+++ Recorded information +++

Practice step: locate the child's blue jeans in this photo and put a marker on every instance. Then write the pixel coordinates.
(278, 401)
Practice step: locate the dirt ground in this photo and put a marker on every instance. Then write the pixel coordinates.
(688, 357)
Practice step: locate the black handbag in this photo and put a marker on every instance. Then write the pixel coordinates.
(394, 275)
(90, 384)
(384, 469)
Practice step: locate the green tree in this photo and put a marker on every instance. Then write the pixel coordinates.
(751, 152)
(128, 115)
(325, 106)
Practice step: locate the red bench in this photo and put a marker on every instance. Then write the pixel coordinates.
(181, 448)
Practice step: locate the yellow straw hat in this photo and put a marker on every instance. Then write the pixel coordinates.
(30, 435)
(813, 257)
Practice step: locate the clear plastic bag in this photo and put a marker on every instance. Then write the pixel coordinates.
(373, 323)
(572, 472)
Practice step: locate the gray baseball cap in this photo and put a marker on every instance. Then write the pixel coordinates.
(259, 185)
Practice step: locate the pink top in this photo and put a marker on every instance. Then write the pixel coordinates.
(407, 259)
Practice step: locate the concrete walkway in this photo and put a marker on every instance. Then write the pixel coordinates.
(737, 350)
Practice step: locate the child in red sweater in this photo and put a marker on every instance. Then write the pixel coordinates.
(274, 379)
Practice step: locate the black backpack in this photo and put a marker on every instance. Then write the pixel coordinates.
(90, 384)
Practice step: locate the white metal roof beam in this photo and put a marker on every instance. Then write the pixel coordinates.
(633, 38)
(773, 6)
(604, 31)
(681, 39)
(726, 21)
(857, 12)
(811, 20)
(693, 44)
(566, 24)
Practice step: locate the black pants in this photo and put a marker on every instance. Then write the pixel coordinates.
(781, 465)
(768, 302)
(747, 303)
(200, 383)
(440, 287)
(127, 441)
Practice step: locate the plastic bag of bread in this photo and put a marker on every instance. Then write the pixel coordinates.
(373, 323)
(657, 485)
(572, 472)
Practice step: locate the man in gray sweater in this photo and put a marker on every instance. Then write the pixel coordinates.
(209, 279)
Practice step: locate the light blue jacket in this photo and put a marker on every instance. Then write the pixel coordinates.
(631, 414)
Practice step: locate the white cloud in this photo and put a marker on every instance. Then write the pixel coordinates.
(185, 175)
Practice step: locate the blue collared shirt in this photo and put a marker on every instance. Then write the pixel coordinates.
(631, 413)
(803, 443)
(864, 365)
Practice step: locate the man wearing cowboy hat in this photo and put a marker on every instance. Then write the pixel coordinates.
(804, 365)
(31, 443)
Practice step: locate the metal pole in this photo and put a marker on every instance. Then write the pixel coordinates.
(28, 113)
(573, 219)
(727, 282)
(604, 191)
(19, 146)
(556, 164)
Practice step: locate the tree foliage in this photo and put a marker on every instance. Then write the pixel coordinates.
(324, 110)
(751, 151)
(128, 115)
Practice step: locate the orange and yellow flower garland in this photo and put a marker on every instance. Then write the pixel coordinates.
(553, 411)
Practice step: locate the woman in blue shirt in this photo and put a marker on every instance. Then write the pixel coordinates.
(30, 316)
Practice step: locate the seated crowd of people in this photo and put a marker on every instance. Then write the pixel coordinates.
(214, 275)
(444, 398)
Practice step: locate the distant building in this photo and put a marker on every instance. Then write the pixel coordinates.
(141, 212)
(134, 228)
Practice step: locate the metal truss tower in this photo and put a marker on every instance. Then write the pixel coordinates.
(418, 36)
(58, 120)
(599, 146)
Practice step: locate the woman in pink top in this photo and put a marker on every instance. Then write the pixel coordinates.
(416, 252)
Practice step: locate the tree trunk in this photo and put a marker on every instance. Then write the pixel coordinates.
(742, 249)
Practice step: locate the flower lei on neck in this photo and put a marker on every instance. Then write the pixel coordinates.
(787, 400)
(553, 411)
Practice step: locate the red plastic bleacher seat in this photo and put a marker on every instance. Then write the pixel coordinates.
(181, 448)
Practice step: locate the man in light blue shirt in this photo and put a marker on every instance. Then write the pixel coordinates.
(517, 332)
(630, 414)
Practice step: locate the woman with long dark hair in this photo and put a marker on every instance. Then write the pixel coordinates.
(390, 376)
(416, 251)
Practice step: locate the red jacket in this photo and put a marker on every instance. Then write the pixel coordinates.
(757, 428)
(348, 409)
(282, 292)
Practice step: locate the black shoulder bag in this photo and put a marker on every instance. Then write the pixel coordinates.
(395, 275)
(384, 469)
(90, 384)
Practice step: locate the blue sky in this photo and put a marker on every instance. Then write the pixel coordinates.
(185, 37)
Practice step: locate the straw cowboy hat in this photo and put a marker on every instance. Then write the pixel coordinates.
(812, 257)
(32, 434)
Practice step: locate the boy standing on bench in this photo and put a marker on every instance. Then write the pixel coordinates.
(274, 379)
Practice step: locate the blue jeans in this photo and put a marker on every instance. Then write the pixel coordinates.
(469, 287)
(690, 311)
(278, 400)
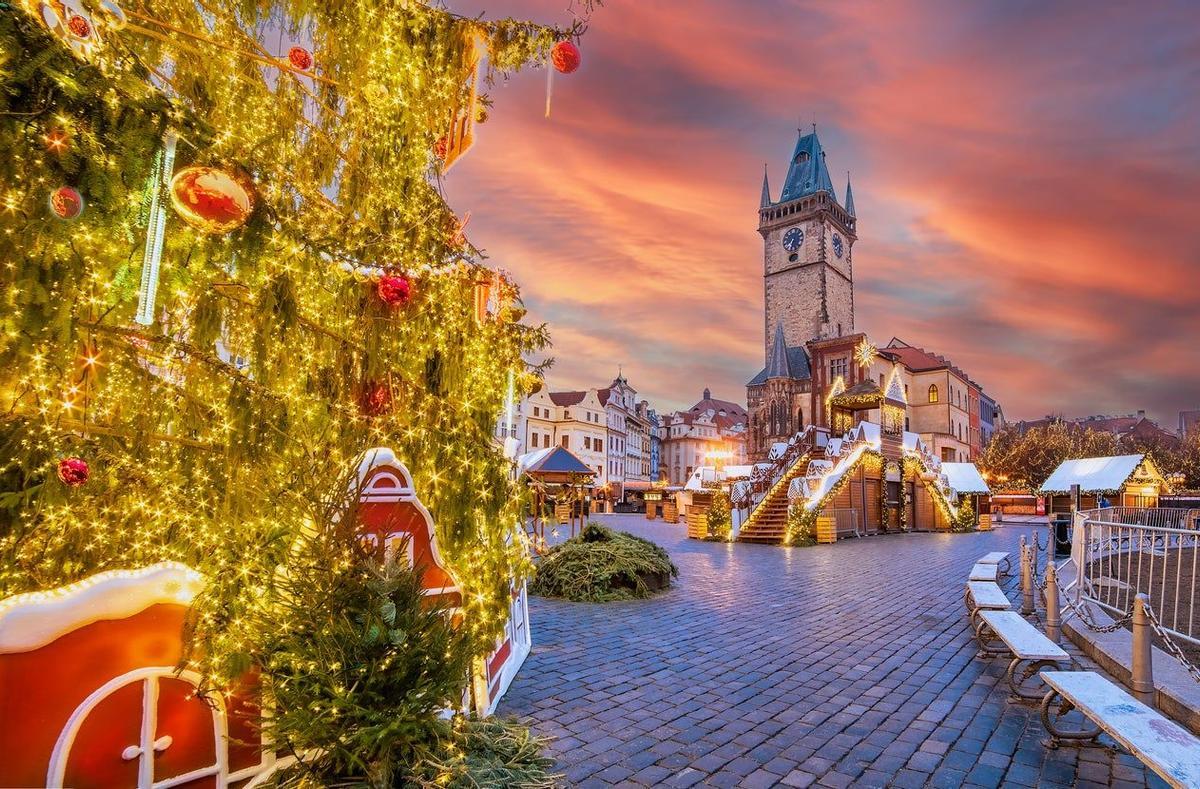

+++

• **Problem statement**
The records above need to be printed in full and exactly, without any of the pictures.

• **Result of this task**
Practice step: locate the child's blue jeans in this photo and put a marker on every instance. Then write the pixel coordinates.
(278, 401)
Practice step: locate the dirt ground in this photo and put a marker on every instance. Then write the pixel coordinates.
(688, 357)
Practice step: locate the black handbag in this photo and put a marker on every instance. Then write the pixel coordinates.
(394, 275)
(90, 384)
(384, 469)
Practice step: locate the green tree in this photo and put a marker on every instance. Then write the pixel coordinates.
(751, 152)
(128, 115)
(325, 106)
Practice step: locate the red bench in this photo and put a marker on every instance. Then write the pixel coordinates.
(181, 448)
Practice step: locate the yellow straw hat in this photo and put a marker on every instance. Then write the pixel coordinates.
(30, 435)
(813, 257)
Practice step: locate the clear plastic bag in this photo and put a marker on every instance. Then write the pixel coordinates.
(373, 323)
(572, 472)
Practice step: locate the gray baseball cap in this photo and put a marker on every instance. Then write the pixel coordinates.
(259, 185)
Practice step: locate the pink top in this photo and put a marker on every instance. Then write the pixel coordinates.
(407, 259)
Practice step: locate the concrete walkway in this photo and put a marker on every instance. Then write the pixel coordinates.
(737, 350)
Practice step: locate the child in red sweater in this photo and put a marker on every instance. Then write the pixel coordinates.
(274, 379)
Practice step: locate the black backpack in this photo and put a marker on every instance. Then write the pixel coordinates.
(90, 384)
Practice step: locate the white metal roof beam in this photo and put a marker on every instance. Then write the pixel coordinates.
(633, 38)
(773, 6)
(604, 31)
(681, 39)
(726, 21)
(857, 12)
(811, 20)
(693, 44)
(566, 24)
Practice step: locate the black pants in this photo and put a marker on every instance. Then write the pixel coordinates.
(781, 465)
(768, 302)
(747, 303)
(200, 383)
(440, 287)
(127, 441)
Practice step: locate the plastic bag of bread in this photo and put a marker on every instance. Then write the pixel coordinates.
(373, 323)
(657, 485)
(572, 472)
Practice step: locate the man in gray sweater in this photo and put a marker on every instance. Then write the pixel coordinates.
(209, 279)
Practice step: locate the light blue jacket in this photo and put a marker on every instance. Then write the pixel coordinates.
(631, 414)
Practice step: locate the white cloud in this photo and put a marker on every instance. Then write the pixel coordinates.
(185, 175)
Practice step: locate the blue collared shirt in this photo and put a marker on every instance. Then write the pixel coordinates.
(631, 413)
(803, 443)
(864, 365)
Practice step: locate the man wearing cowboy hat in this photo and put a marker on every instance. Then write the pixel coordinates.
(804, 365)
(31, 443)
Practice step: locate the metal pole in this photo and put a marker on every instance. Then write the pixel coordinates.
(28, 113)
(573, 219)
(727, 282)
(604, 191)
(19, 146)
(556, 164)
Practice step: locate the tree foliage in this photo and put a marker on every instance. Then write the pixel coordinates.
(324, 110)
(751, 151)
(128, 115)
Practice step: locate the orange and yellow flower garland in this photo and put a marker on every instance. Then write the pixel coordinates.
(553, 411)
Practice step: locate the woman in blue shirt in this photo and put a marker on every instance. Then write the pixel coordinates.
(30, 316)
Practice step: locate the seated crowd of people in this photo and put a marker on every instance. Then write the pixel coordinates.
(214, 275)
(444, 398)
Practice step: locate the distant building in this photo and put a marker on every instance. Then write the pixel coordinates.
(141, 212)
(134, 228)
Practice step: locate the metal truss tower in this photo and put a marker on every instance. Then write the pixel coordinates.
(418, 36)
(58, 120)
(599, 146)
Practice step: locate the woman in pink top in this photo and put a marker on every instance. Then write the pixel coordinates.
(416, 252)
Practice step: locate the tree trunk in this photo and put a marker on every instance. Then write the pixel coordinates.
(742, 249)
Practice step: locate the flower lei on neck in this photo and put a marker on every instance. Then write the pixel coordinates.
(787, 400)
(553, 411)
Practice step: locate the red plastic bleacher seat in this photo and put a marker on every instance. Then write the pixel coordinates.
(181, 448)
Practice step: locate the man in light blue shirt in this photo and put a marker on every instance. Then write the pixel coordinates.
(517, 332)
(630, 414)
Practice step: locate the woman with long dark hair in this photo and put a marker on every instance. Then write the pixel coordinates.
(390, 376)
(416, 251)
Practice step: locate the red jacket in this photo and put a marker on every instance. Then write the pixel coordinates.
(757, 428)
(348, 409)
(282, 292)
Practice step: locate the black shoulder bag in this photo and put a marker on every instance. Then write the pixel coordinates.
(395, 275)
(384, 469)
(90, 384)
Practice step: locate the blue sky in this photo and put a marker on every instance. Then write the pixel coordinates.
(185, 37)
Practice step: locate the straw cowboy hat in this photo and put a marker on every instance. Then write the pixel coordinates.
(812, 257)
(32, 434)
Practice step: locate the boy standing on bench in this photo and put a marker on every instance. Then write the pixel coordinates.
(274, 379)
Practice step: locate the blue jeans in this photo and put a marker on every instance. Then write the pixel coordinates.
(469, 287)
(690, 311)
(278, 400)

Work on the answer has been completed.